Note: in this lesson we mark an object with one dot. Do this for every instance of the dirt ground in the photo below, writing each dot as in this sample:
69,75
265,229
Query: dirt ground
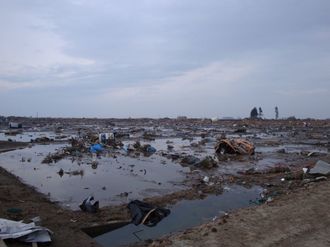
298,215
299,218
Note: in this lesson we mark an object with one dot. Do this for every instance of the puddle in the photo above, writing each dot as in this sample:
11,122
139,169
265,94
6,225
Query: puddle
27,136
184,214
292,148
139,177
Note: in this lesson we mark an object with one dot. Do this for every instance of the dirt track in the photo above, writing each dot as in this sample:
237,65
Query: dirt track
300,218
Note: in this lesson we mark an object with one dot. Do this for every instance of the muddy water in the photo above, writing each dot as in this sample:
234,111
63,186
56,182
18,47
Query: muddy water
27,136
137,176
184,214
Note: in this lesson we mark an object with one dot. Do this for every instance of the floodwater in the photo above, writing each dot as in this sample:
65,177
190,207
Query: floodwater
27,136
184,214
118,177
137,176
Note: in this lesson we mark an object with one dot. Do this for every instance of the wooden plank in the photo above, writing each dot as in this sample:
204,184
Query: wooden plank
2,243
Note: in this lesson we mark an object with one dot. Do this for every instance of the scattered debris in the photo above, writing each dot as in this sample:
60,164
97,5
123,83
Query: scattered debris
234,146
320,168
89,206
147,214
23,232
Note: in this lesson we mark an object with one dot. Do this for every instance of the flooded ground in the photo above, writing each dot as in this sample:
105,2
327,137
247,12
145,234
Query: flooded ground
170,174
108,180
185,214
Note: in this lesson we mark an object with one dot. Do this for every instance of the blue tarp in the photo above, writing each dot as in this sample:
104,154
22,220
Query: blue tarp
96,148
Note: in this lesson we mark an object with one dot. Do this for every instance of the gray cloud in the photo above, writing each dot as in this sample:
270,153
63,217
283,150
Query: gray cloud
165,58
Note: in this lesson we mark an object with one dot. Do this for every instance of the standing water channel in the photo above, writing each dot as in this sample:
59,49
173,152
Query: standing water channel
184,214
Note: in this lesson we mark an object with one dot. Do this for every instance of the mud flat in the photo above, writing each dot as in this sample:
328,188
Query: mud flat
256,193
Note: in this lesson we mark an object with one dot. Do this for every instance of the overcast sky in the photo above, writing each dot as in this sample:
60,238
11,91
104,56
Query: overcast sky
157,58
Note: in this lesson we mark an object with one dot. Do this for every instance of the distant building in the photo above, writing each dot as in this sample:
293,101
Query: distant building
14,125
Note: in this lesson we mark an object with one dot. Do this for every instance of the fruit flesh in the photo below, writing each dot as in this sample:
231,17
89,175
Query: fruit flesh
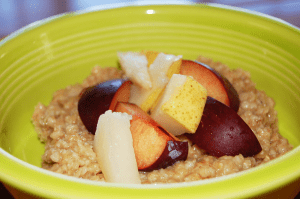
154,147
179,110
216,85
162,67
113,145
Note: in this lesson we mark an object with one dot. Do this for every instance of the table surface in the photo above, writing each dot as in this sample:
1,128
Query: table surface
15,14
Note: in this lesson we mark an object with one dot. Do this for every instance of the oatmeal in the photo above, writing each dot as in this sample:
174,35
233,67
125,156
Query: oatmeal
69,146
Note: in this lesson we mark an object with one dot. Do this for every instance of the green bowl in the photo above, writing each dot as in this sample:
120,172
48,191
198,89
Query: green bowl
50,54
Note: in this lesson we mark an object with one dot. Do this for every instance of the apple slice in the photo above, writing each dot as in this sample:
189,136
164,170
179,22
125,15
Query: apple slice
95,100
161,70
216,85
121,95
154,147
113,145
135,66
223,132
180,108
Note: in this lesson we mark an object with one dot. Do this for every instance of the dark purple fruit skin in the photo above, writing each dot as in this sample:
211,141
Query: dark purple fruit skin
231,92
223,132
95,100
173,152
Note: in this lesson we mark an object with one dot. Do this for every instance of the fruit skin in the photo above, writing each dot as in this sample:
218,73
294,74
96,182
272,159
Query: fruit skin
217,86
122,94
95,100
154,147
223,132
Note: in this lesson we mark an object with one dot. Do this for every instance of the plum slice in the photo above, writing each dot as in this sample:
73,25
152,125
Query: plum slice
95,100
216,85
154,147
223,132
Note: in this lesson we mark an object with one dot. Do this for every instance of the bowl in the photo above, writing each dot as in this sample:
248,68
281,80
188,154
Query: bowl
59,51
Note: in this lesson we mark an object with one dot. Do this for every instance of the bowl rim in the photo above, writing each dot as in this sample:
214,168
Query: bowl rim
5,156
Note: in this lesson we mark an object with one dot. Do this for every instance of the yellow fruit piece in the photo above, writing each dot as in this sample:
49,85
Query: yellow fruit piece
186,106
180,107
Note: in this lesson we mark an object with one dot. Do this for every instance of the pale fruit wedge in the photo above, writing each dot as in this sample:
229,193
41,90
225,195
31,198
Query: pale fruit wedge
161,70
135,66
113,145
180,108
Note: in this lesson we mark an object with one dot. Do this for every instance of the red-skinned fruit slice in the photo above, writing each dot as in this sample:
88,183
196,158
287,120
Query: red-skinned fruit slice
122,94
223,132
154,148
216,85
95,100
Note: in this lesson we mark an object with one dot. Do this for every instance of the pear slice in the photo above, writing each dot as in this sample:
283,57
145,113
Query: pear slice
135,66
180,108
113,145
161,70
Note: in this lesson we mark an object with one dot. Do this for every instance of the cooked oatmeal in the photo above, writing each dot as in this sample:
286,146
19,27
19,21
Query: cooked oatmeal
69,146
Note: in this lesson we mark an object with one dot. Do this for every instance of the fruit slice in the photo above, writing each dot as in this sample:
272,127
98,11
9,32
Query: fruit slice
154,148
95,100
122,94
113,145
216,85
223,132
135,66
133,110
161,70
180,108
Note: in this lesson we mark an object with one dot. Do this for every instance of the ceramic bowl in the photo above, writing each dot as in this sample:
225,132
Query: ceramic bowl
59,51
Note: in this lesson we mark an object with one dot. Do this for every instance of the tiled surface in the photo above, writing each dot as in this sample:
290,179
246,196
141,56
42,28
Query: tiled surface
15,14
※ ※ ※
About this exercise => All lines with the word "below" must be located in the data and copied.

The answer =>
Note: in this lesson we mark an object with one dot. Do this for every instance of the dirt ground in the photo below, writing each dot as in this sample:
Note: in this lesson we mark an object with one dot. Do this for every instance of the fruit flesh in the photo below, writing each dot as in this sample:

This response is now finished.